EXERCISE BRIEF: Among the entries that follow, count the lines that contain the word "door" and say how many there are, writing nothing else.

PROVIDED DATA:

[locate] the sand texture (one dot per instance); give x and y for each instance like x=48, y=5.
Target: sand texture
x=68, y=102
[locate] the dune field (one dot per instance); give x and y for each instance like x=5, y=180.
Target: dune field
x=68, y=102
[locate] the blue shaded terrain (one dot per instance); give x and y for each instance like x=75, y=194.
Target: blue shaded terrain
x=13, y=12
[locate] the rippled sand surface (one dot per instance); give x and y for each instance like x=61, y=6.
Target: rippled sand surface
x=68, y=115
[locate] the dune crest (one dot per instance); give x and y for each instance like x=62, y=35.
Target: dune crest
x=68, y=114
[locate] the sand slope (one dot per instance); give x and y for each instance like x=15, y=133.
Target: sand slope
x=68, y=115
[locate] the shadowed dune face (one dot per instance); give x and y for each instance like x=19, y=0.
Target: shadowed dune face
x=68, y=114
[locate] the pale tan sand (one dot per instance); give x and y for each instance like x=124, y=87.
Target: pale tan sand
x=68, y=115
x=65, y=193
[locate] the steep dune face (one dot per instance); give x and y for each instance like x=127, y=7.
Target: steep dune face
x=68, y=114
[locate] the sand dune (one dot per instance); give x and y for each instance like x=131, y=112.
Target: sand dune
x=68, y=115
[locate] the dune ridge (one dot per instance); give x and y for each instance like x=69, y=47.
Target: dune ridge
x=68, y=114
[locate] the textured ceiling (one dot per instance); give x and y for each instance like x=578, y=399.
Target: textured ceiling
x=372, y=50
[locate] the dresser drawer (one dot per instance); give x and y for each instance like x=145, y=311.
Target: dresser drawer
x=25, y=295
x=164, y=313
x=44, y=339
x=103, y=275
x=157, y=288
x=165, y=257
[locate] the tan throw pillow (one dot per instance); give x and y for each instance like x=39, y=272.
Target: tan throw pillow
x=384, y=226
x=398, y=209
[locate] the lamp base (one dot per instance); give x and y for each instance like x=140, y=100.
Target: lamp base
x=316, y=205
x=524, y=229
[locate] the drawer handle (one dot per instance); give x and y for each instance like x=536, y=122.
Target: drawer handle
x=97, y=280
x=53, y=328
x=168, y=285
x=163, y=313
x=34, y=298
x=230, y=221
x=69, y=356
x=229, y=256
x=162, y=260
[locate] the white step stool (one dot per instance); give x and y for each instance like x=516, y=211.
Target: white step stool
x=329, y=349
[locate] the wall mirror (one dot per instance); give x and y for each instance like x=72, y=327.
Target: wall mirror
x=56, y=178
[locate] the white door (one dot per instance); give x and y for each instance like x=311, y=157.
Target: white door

EXERCISE RESPONSE: 2